→ Source document
▶
At the top the enclosure 31, on the end at the port 103, has a gripping profile 31b (octagon-shaped in the shown embodiment) external to the valve body 10, such that it is may be easy to remove it due to a possible maintenance or replacement of the components of the regulating cartridge.

The enclosure 31 further houses movement means that in the embodiment described herein comprise a rod 32 provided with an upper end 32a protruding outside the valve body 10 at the port 103.

The rod 32 is inserted in a spring 33; the spring 33 and the rod 32 are housed inside a cylindrical cavity of a spring holder 34, in turn housed inside the enclosure 31. The rod 32 passes through the spring holder 34 both the ends coming out therefrom. The spring at the bottom abuts on shoulders 34b projecting from a lower end 34a of the spring holder 34, and at the top from an intermediate enlarged section 32b of the rod 32. Thus the spring tends to urge the rod 32 in a direction opposite to the shoulders 34b.

The inner wall 31c of the enclosure 31 has a circumferential groove 310b forming a seat intended to house a retaining ring 311 for the spring holder, such as for example a metal wire or a Seeger ring, and a groove 310c intended to allow a form fit with an edge 340, protruding from the outer surface 34c of the spring holder 34. An antifriction ring 312 is further interposed between the retaining ring 311 and the edge 340 of the spring holder 34.

The assembly of grooves 310b and 310c, retaining ring and edge 340 prevents the spring-holder 34 from moving along a direction parallel to the axis of the rod, while allowing it to rotate inside the enclosure 31.

As better seen in fig.4 and Fig.5, at the lower end 34a of the spring holder 34 a substantially cylindrical shaped movable control element 35 is fastened which has an annular groove for receiving a gasket 37 necessary for guaranteeing the sealing effect with the inner walls of the enclosure 31.

The movable control element 35 is hollow inside and it comprises, at the end facing the spring holder 34, a first opening 35a delimited by a first edge 350a, and, at the opposite end, a second opening 35b obtained in the lower face 350b of the movable control element 35.

Four tabs 351 extend from the first edge 350a, which are spaced apart from each other and having a preferred development direction parallel to the axis of the rod 32, fastened to the lower end of the spring holder 34. The number of tabs is not essential for the invention.
◀
→ Material provided
▶
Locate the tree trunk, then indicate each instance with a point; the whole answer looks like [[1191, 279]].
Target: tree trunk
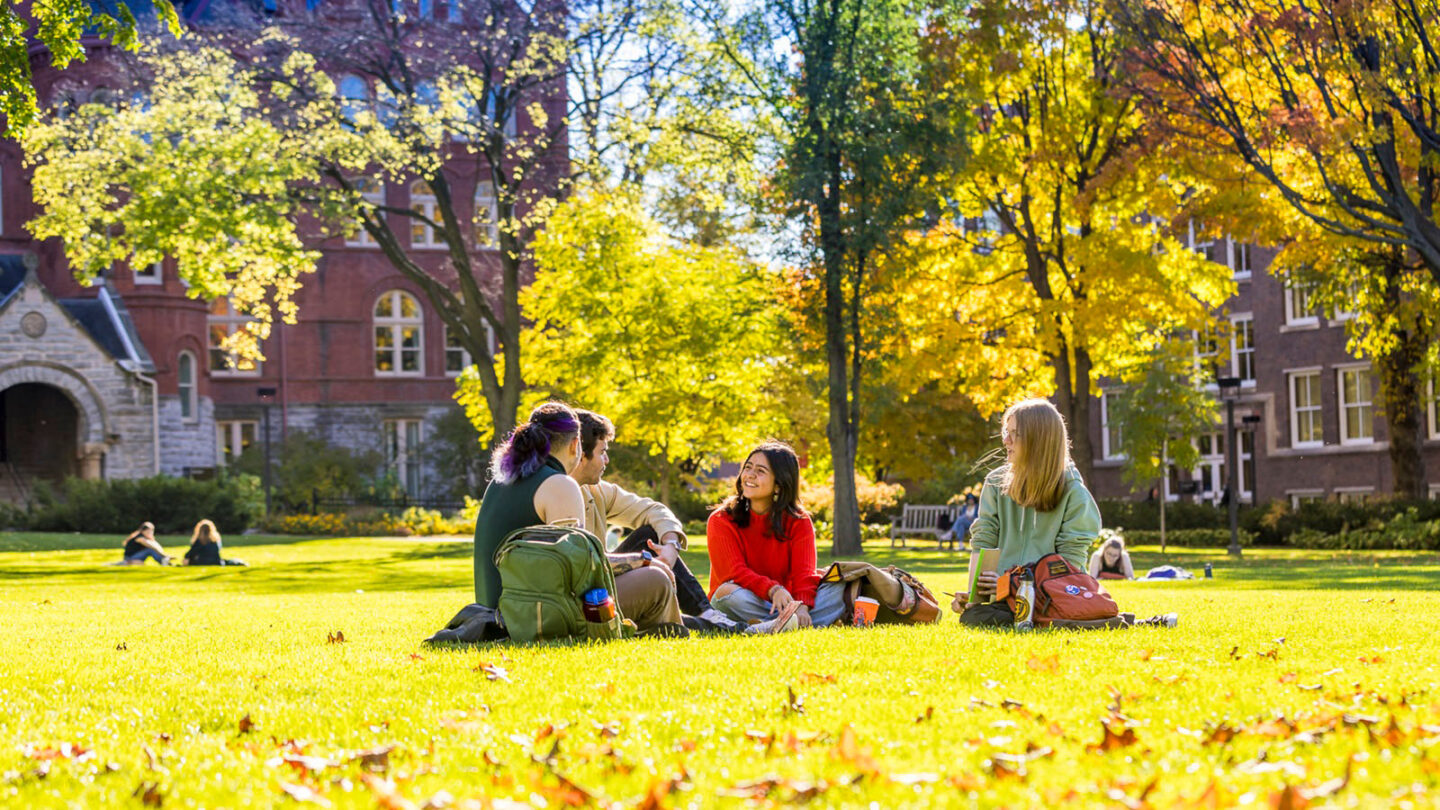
◀
→ Brief 1
Answer these questions from the valve cartridge description, one line each:
(a) What shape does the gripping profile 31b have in the shown embodiment?
(b) What is interposed between the retaining ring 311 and the edge 340 of the spring holder 34?
(c) How many tabs extend from the first edge 350a?
→ Brief 2
From the valve cartridge description, reproduce the passage that begins with "The movable control element 35 is" and ends with "control element 35.", substituting "empty" for "hollow".
→ Brief 3
List every feature of the spring holder 34 that the valve cartridge description identifies with its own reference numeral.

→ Task output 1
(a) Octagon-shaped.
(b) An antifriction ring 312.
(c) Four.

→ Task output 2
The movable control element 35 is empty inside and it comprises, at the end facing the spring holder 34, a first opening 35a delimited by a first edge 350a, and, at the opposite end, a second opening 35b obtained in the lower face 350b of the movable control element 35.

→ Task output 3
- Lower end 34a
- Shoulders 34b
- Outer surface 34c
- Edge 340